### Exercise data
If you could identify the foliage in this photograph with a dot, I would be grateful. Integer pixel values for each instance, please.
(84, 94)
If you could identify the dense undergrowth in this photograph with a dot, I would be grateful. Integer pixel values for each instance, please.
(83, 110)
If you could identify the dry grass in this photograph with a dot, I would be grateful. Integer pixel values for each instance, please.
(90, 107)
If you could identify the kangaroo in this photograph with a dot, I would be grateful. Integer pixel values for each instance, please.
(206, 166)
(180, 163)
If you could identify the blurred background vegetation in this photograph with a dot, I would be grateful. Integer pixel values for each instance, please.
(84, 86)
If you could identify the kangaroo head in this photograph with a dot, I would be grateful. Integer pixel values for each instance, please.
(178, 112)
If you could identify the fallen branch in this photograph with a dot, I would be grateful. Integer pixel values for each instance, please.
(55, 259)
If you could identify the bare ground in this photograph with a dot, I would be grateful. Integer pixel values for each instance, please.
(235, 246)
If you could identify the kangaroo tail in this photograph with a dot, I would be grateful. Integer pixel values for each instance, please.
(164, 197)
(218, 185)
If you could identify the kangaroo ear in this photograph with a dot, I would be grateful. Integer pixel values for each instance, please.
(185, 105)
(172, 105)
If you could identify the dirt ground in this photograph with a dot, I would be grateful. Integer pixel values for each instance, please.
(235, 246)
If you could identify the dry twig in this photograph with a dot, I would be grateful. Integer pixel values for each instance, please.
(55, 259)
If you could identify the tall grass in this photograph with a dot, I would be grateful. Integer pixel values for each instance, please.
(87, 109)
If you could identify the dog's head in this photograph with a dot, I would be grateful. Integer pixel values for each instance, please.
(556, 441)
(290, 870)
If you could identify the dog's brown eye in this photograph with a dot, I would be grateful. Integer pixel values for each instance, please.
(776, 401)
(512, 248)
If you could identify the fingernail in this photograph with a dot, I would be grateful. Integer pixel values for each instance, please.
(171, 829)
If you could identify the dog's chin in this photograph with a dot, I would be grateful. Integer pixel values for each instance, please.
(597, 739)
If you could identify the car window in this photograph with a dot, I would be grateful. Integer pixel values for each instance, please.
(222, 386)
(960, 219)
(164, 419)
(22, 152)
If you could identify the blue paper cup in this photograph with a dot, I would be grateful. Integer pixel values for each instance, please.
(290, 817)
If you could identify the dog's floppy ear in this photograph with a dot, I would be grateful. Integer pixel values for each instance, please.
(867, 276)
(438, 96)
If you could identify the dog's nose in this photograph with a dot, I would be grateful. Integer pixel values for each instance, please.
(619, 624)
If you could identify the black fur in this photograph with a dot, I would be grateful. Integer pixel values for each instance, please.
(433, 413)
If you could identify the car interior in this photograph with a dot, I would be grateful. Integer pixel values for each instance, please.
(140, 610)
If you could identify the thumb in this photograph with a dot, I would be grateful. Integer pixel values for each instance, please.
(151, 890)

### Problem requirements
Return the full listing, character for character.

### Solution for this task
If you could identify the foliage in this photograph with a dot, I would be grateful. Integer pixel values for each instance, please.
(84, 94)
If you could identify the dense undergrowth in this photograph with a dot, I would be grateful. Integer pixel values for each instance, please.
(83, 110)
If you could identify the dry grass in this photograph with a dot, I would be grateful. Integer pixel values for each instance, please.
(90, 107)
If you could identify the kangaroo in this photograph with a dot, I would be grateful. Integer pixel values for each instance, please.
(206, 166)
(180, 163)
If you could identify the blurred background vegetation in this photograph with a dot, I would be grateful. Integer pixel values for each instance, please.
(84, 86)
If you could identify the kangaroo head in this photograph with a dot, I would be grateful. Integer pixel values for each instance, please.
(178, 112)
If you could identify the fallen branch in this photograph with a dot, I would be grateful. Integer pixel values for each instance, please.
(55, 259)
If you could identify the bare ground in this photograph with a dot, I would be grateful. Integer pixel values for each instance, please.
(235, 246)
If you could identify the kangaroo tail in this photograph with a dot, I would be grateful. Integer pixel values for each instance, please.
(164, 197)
(218, 185)
If you could identify the kangaroo ear in this photograph with a dot, I would be grateful. Integer pixel values for each instance, please.
(185, 105)
(172, 105)
If you could identify the dirt ground in this photograph with a dot, I would be grateful. Integer pixel values for each instance, please.
(235, 246)
If you could identify the dry twig in this photograph with a dot, I would be grateful. Integer pixel values for each instance, please.
(55, 259)
If you could identify the tall grass in this photograph with a dot, I would be grateful. Integer pixel values for each instance, please.
(87, 109)
If you could identify the dog's head in this photograph with a dot, I would be grateful. Integer pixel values for each instance, please.
(556, 441)
(290, 870)
If you could identify the dog's brown eye in this photograph with a dot, I would be grateful. Integer pixel values for each instance, please.
(776, 401)
(512, 248)
If you could identify the fingernail in this photograph with a dot, I would be grateful. Integer pixel values for each instance, please.
(171, 829)
If you could identify the dog's chin in this photograph with a dot, I would be grateful. Integer pixel values for each instance, please.
(597, 739)
If you could identify the car window in this photograph with a dot, I would be grateful. Integer pixel values for each instance, please.
(222, 386)
(960, 219)
(164, 419)
(22, 152)
If you could identify the blue paper cup in this photograph with a dot, I would be grateful. Integer pixel values for each instance, please.
(290, 817)
If you could identify the dog's floppy ear in this photograph with a dot, I would be grateful. Integer pixel values for each instance, please.
(867, 276)
(438, 96)
If you could identify the dog's nose in this photograph with a dot, I would be grateful. Integer pixel values for each instance, please.
(619, 624)
If you could identify the black fur in this photograph with a dot, I would be grateful. Integer pixel values for each instance, please.
(433, 413)
If you could identify the car interior in this photograph with a dot, I would be grateful. Integer pixel values for each instance, please.
(140, 610)
If you could identify the thumb in this photograph with a dot, I would be grateful. Integer pixel values for each instance, please.
(151, 890)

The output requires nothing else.